Trecho exibido:
——————

Em muitos sentidos, tudo isso é ainda reminiscência de como eram as coisas na Guerra Fria, quando o ocidente usou seus imensos recursos de propaganda para demonizar a União Soviética e apoiar forças antissoviéticas em todo o mundo, inclusive dentro da própria URSS. Entendo que esses esforços foram muitíssimo bem-sucedidos e que, à altura dos anos 1990s, a vasta maioria dos soviéticos, inclusive os russos, estavam muito desgostosos com seus líderes. Assim sendo, por que a diferença, hoje?

Para responder essa pergunta, temos de olhar na direção do passado, dos processos que aconteceram na Rússia nos últimos 20 anos aproximadamente, porque só assim, só se conhecermos o que houve nessas duas décadas, será possível chegar à raiz dos atuais problemas entre EUA e Rússia.

Quando a União Soviética realmente desapareceu?

A data oficial do fim da União Soviética é 26/12/1991, dia em que o Soviete Supremo da União Soviética adotou a Declaração n. 142-Н, que oficialmente reconheceu a dissolução da União Soviética como estado, submetido à lei internacional. Mas esse é mofo muito superficial, formal, de ver as coisas. Alguém poderia argumentar que a União Soviética encolheu até ficar do tamanho da Federação Russa, mesmo assim ela sobreviveu nessas fronteiras reduzidas. Afinal, leis não mudam da noite para o dia, muito menos grande parte da burocracia. Mesmo que o Partido Comunista tenha sido banido depois do golpe de agosto de 1991, o resto do aparato do estado continuou a existir.

Para Yeltsin e seus apoiadores, essa realidade criou situação MUITO difícil. Já tendo banido o Partido Comunista da União Soviética e desmantelado a KGB, os liberais de Yeltsin ainda enfrentavam um adversário formidável: o Soviete Supremo da Federação Russa, o Parlamento da República Russa Soviética Federativa Socialista – eleito pelos deputados do Congresso do Povo da Federação Russa. Ninguém aboliu essa instituição MUITO soviética, que rapidamente se tornou o centro de quase todas as forças anti-Yeltsin e pró-Sovietes no país. Não posso aqui entrar nos detalhes desse pesadelo legal. Basta dizer que o Soviete Supremo apresentou-se como “Parlamento Russo” (o que, de fato, não era) e que seus membros engajaram-se numa campanha sistemática para impedir que Yeltsin implementasse suas “reformas” (em termos bem gerais, pode-se dizer que tentaram impedir que Yeltsin arruinasse o país). Pode-se dizer que a “nova Rússia” e a “velha URSS” disputavam entre elas o futuro do país. Como seria de prever, o Soviete Supremo desejava uma democracia parlamentarista, e Yeltsin e seus liberais queriam uma democracia presidencialista. Os dois lados mostravam o que, para a maioria dos russos, parecia ser claro contraste:

1) O presidente russo Bóris Yeltsin: oficialmente, representava a Rússia, em oposição à União Soviética; se autoapresentava como anticomunista e democrata (esqueçam que ele fora membro de alto escalão do Partido Comunista da União Soviética e membro não votante do Politburo!). Yeltsin era também muito claramente o queridinho do ocidente, e prometia integrar a Rússia ao mundo ocidental.

——————

Linhas da listagem:
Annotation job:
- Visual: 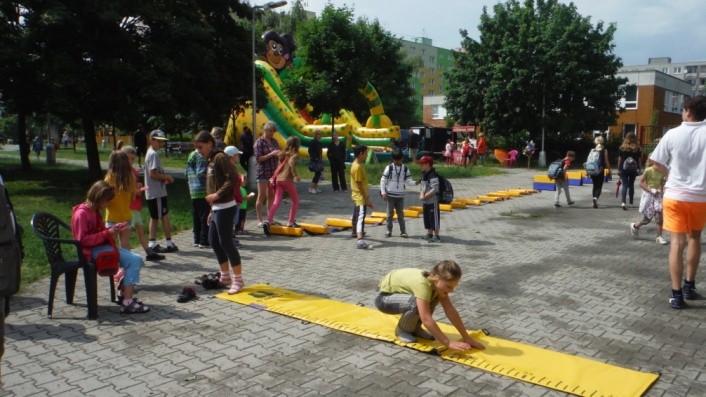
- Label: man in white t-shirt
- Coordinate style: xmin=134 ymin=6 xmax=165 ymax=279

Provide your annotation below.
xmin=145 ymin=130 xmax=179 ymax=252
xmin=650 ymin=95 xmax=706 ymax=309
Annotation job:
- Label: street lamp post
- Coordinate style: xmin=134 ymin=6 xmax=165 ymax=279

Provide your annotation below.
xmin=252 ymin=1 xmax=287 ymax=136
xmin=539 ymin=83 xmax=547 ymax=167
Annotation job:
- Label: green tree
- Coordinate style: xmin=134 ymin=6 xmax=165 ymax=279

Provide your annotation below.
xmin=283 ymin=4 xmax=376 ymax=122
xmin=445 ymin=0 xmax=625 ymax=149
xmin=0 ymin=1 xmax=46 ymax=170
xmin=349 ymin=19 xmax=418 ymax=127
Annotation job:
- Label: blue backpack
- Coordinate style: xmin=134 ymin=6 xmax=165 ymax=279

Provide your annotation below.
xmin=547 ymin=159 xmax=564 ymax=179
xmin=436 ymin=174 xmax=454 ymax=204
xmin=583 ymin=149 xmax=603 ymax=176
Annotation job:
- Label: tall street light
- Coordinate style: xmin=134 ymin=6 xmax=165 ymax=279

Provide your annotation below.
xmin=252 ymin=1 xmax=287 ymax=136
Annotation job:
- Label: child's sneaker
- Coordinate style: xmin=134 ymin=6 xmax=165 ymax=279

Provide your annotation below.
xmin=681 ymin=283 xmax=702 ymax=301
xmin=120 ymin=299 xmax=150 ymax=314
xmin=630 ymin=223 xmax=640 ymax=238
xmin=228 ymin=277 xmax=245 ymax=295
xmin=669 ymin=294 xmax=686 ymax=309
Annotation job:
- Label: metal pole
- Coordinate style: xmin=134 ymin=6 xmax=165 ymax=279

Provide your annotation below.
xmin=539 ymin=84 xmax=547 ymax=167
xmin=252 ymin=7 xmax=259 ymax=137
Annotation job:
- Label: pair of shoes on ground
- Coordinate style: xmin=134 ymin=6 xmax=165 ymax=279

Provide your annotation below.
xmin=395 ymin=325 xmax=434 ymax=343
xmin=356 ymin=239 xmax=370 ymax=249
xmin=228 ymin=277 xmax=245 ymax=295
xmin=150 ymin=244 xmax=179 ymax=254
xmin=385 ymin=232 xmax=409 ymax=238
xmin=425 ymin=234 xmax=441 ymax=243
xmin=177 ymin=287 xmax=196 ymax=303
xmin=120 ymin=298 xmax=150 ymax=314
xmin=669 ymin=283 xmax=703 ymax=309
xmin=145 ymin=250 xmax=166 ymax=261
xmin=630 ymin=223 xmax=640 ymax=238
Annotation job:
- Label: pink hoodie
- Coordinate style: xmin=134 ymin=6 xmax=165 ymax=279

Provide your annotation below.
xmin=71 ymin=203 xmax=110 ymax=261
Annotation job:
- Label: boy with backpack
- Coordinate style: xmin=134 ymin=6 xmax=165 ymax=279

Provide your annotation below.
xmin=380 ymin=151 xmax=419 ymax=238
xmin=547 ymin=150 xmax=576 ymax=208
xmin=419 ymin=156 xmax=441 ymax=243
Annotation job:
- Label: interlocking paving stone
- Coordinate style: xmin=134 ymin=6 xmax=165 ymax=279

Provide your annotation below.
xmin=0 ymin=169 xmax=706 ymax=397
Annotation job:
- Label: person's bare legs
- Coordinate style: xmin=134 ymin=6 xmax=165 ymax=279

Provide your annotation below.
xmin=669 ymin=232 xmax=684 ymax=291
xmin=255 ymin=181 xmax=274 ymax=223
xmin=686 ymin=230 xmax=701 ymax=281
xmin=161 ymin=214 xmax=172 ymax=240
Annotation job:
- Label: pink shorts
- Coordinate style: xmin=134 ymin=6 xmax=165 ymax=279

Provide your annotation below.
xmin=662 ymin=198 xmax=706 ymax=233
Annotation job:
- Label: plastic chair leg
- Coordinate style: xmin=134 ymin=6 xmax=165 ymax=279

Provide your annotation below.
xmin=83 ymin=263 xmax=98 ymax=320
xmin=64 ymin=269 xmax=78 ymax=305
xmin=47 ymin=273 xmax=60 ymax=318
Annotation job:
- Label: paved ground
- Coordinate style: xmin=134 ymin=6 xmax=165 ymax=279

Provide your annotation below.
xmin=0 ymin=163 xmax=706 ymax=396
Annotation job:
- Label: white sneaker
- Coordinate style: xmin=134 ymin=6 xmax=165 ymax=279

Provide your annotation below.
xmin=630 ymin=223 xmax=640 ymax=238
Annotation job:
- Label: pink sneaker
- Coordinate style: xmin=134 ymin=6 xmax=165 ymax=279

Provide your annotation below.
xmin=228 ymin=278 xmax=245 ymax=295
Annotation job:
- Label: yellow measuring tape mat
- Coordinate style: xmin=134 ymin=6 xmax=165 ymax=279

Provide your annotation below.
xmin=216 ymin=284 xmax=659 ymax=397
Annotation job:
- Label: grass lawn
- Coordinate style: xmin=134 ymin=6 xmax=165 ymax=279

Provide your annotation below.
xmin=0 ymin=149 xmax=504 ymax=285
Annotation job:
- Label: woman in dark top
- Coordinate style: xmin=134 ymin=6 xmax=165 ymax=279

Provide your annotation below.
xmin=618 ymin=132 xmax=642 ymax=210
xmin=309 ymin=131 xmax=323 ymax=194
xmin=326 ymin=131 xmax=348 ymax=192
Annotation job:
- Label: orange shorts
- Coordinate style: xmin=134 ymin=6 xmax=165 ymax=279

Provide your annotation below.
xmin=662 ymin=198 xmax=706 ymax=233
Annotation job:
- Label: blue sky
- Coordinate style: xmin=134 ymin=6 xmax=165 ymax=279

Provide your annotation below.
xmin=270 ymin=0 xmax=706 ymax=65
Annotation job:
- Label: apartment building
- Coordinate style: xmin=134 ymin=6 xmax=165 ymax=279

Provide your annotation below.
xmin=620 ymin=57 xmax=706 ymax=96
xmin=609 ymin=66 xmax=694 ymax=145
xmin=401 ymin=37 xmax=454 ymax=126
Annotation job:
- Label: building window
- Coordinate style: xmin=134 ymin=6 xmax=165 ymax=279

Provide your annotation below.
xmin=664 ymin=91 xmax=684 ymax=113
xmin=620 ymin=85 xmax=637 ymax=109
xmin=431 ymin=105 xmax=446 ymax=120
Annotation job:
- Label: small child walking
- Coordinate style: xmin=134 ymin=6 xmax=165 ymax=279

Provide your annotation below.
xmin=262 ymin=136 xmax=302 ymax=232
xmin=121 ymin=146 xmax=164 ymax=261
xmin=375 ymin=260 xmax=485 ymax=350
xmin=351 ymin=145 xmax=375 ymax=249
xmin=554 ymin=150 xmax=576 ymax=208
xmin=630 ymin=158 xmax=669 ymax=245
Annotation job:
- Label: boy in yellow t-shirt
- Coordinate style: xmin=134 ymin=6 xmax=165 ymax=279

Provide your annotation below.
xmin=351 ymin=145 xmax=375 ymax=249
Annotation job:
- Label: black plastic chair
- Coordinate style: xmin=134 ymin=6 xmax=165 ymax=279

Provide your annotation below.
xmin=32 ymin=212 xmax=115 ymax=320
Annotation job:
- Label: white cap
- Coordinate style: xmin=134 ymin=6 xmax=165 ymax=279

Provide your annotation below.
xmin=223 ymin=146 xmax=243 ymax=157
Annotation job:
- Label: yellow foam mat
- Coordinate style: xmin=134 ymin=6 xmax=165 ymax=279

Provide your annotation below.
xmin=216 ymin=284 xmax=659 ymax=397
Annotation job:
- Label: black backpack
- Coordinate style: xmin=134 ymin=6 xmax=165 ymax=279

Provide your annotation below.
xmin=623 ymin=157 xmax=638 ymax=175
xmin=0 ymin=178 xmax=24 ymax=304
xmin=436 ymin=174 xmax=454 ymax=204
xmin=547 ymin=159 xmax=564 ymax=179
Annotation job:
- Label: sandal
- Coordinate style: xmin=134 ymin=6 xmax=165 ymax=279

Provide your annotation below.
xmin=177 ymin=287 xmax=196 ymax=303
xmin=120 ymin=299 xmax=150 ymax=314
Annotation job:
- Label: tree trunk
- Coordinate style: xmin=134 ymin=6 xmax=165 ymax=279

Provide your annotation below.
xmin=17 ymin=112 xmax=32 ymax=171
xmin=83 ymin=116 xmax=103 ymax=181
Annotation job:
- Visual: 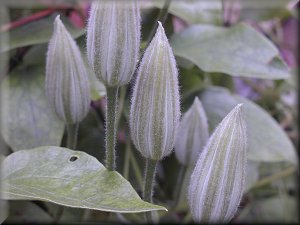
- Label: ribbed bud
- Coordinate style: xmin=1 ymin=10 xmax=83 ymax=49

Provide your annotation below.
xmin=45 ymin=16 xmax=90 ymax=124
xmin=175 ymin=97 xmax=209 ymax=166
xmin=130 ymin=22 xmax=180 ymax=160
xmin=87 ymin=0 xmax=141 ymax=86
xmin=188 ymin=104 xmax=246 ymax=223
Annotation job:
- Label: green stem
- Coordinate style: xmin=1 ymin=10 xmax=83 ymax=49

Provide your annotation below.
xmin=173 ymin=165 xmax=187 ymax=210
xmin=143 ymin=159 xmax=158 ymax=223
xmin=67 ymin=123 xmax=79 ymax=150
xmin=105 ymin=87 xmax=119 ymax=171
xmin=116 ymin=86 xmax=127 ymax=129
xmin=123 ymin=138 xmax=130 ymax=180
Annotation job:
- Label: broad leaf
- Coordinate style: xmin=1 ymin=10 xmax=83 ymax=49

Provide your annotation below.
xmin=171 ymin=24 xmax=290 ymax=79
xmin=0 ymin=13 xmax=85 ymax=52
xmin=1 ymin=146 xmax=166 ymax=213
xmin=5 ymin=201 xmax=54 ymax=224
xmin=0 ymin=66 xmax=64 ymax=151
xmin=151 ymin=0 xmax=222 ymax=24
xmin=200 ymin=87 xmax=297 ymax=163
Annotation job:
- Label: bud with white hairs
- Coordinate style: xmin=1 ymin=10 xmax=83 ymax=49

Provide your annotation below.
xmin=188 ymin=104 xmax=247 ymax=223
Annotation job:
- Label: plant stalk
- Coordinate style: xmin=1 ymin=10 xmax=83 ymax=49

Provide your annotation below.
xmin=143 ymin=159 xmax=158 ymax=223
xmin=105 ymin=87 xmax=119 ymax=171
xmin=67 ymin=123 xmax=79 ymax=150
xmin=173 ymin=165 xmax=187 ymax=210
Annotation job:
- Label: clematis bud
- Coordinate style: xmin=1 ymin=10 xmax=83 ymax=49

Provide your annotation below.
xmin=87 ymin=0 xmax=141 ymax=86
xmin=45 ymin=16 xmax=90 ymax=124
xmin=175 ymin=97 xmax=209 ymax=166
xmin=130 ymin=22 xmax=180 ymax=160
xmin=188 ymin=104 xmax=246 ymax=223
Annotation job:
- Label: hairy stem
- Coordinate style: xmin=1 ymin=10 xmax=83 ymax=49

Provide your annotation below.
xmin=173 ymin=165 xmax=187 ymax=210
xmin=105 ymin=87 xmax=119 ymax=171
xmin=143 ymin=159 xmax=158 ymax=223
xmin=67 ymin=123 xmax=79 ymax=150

——————

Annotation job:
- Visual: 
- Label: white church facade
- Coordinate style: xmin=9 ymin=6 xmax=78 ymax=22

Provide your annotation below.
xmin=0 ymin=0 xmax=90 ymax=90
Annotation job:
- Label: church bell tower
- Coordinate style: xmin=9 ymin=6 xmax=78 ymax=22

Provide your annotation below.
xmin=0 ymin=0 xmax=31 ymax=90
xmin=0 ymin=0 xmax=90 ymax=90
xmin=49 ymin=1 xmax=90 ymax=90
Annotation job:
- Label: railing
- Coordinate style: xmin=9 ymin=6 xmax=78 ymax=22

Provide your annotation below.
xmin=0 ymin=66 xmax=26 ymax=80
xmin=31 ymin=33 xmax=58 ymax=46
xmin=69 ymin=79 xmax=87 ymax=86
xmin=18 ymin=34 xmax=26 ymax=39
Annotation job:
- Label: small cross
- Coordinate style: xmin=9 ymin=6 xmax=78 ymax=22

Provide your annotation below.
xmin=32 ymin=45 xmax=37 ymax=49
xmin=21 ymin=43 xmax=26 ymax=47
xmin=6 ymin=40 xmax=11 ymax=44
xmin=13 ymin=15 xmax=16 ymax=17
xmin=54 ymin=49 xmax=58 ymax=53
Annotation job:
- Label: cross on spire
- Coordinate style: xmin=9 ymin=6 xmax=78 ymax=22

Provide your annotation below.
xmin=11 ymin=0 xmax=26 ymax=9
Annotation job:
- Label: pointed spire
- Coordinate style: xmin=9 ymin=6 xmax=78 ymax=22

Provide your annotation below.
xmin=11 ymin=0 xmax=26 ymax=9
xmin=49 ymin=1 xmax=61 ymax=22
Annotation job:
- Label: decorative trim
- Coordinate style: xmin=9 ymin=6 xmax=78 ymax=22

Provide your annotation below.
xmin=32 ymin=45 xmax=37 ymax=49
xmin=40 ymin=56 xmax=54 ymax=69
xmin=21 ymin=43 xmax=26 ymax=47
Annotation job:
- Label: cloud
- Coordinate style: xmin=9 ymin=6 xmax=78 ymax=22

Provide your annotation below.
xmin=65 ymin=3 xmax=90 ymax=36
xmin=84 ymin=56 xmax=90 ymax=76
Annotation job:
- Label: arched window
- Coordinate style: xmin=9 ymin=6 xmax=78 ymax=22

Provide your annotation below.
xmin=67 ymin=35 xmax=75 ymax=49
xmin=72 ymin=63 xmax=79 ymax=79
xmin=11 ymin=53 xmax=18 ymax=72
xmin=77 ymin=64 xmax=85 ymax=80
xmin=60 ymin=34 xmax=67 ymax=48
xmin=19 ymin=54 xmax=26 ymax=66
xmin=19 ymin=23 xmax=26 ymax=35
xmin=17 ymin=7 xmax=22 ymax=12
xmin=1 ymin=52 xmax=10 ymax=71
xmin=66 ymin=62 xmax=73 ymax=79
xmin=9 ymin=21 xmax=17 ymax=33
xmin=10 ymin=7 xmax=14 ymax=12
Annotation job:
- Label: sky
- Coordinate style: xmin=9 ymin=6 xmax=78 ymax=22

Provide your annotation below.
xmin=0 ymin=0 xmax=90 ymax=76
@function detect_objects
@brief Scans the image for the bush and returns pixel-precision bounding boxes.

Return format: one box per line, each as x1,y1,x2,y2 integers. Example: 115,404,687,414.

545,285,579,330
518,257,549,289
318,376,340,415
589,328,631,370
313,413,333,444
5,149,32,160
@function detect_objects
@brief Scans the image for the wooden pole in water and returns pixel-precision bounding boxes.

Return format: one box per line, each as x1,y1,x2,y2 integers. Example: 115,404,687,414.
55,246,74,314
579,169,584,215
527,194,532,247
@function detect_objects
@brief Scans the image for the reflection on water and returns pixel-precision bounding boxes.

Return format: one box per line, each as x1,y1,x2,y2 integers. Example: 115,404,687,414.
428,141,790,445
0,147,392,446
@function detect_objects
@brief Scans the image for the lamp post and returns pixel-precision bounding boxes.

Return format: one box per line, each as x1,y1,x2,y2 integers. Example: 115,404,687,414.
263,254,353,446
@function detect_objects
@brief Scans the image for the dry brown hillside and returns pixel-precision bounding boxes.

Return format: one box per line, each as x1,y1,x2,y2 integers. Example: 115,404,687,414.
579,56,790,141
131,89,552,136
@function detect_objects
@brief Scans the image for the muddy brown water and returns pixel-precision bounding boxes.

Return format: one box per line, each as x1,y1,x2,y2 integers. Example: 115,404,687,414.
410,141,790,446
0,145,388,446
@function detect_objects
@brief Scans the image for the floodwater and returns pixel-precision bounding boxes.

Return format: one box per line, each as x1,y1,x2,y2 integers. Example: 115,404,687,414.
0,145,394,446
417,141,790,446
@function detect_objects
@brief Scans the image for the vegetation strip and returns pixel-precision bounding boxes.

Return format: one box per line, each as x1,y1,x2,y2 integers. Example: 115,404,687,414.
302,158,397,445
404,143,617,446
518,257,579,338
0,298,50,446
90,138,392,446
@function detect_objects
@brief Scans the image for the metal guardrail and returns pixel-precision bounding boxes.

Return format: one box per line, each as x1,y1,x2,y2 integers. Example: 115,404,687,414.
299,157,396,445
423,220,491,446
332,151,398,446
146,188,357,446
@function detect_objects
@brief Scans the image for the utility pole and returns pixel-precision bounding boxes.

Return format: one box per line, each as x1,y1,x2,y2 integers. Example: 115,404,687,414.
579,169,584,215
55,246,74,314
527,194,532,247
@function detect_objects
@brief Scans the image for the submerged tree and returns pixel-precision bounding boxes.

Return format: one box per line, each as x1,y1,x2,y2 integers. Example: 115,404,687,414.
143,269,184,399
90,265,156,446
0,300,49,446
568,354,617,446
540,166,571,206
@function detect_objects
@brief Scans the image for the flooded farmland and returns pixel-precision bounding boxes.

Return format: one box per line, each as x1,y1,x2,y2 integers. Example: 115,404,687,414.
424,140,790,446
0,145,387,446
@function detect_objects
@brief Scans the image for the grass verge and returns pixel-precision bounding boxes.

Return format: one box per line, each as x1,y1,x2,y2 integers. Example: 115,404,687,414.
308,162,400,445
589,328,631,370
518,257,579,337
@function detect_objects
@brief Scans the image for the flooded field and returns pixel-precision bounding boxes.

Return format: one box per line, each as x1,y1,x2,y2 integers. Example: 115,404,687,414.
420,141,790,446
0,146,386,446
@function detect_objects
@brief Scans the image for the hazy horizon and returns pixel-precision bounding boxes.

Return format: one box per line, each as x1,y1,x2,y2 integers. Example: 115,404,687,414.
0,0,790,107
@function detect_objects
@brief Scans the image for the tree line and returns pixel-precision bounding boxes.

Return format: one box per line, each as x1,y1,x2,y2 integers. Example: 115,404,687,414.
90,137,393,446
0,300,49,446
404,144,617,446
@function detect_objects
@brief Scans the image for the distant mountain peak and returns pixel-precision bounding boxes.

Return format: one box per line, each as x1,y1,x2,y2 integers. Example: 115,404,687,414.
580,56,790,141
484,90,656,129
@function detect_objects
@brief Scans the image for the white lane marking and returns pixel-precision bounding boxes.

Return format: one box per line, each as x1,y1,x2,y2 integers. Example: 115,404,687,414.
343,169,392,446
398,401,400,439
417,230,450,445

——————

Tarefa proposta A: Reescreva de forma mais curta o parágrafo do trecho exibido que começa com "A data oficial do fim da União Soviética", preservando seus fatos principais.
Tarefa proposta B: De acordo com o trecho exibido, que tipo de democracia o Soviete Supremo desejava para o país?
Tarefa proposta C: Dê prosseguimento ao texto sobre o fim da União Soviética e a disputa entre Yeltsin e o Soviete Supremo, começando logo após a última frase apresentada.

Resposta esperada A: Oficialmente, a União Soviética terminou em 26/12/1991, quando o Soviete Supremo adotou a Declaração n. 142-Н, que reconheceu sua dissolução como estado perante a lei internacional. Essa é, porém, uma visão superficial e formal. Pode-se argumentar que a União Soviética apenas encolheu até as fronteiras da Federação Russa e sobreviveu dentro delas, pois leis e burocracia não mudam da noite para o dia. Embora o Partido Comunista tenha sido banido após o golpe de agosto de 1991, o restante do aparato do estado continuou a existir.

Resposta esperada B: Uma democracia parlamentarista.

Resposta esperada C:
Alexandder Rutskoi (E) e Ruslan Khasbulatov (D)
2) O Soviete Supremo: comandado por Ruslan Khasbulatov com o apoio do vice-presidente da Rússia,Alexander Rutskoi, o Soviete Supremo tornou-se o ponto em torno do qual se reuniram todos os que acreditavam que a União Soviética fora ilegalmente dissolvida (o que é verdade) e contra o desejo da maioria do povo russo (o que também é verdade). Muitos, embora não todos, os apoiadores do Soviete Supremo eram, se não completos comunistas, com certeza, no mínimo, socialistas e anticapitalistas. Grande parte do muito desorganizado movimento nacionalista russo também apoiava o Soviete Supremo.

Nós todos sabemos o que aconteceu: Yeltsin esmagou a oposição num vastíssimo banho de sangue, muito pior do que o noticiado pela empresa-imprensa ocidental (ou russa). Escrevo isso com alto grau de certeza, porque é informação que obtive de fonte muito boa: aconteceu que eu estava em Moscou naqueles dias trágicos, e em contato diário com um coronel de uma unidade das forças especiais mais secretas da KGB chamda "Vympel" (mais sobre isso, adiante), o qual me contou que a KGB, para efeito interno, estimava que o número de pessoas assassinadas no Moscow Oblast chegara bem perto de 3.000.

Sou testemunha ocular, também, de que os combates duraram muito mais tempo do que reza a narrativa oficial: assisti a uma batalha de fogo ininterrupto, de metralhadora, exatamente abaixo da minha janela, que durou cinco dias inteiros, depois de o Soviete Supremo já se ter rendido. Insisto em anotar isso, porque acho que ilustra uma realidade muito frequentemente apagada: a chamada “crise constitucional de 1993” foi, na verdade, uma mini guerra civil, em que se disputou o destino da União Soviética. Só depois dessa crise é que a União Soviética realmente desapareceu.

Nos dias que precederam o assalto dos tanques contra o Soviete Supremo, tive a oportunidade de passar muito tempo com apoiadores do presidente e do Soviete Supremo. Tive tempo para longas conversas, tentando ver por mim mesmo o que cada lado defendia e se me deveria aliar a um ou a outro lado. Cheguei a uma conclusão bem triste: os DOIS lados eram compostos, basicamente, de ex- (ou não ex-) comunistas; os DOIS lados diziam que defendiam a democracia e os DOIS lados se acusavam, um ao outro, de serem fascistas. De fato, os dois lados eram, isso sim, muito parecidos. Acredito que não fui o único a sentir isso, naqueles dias, e desconfio que muita gente na Rússia sentia, profundamente, exatamente a mesma coisa que eu, e terminaram realmente desgostosos de todos os políticos envolvidos “naquilo”.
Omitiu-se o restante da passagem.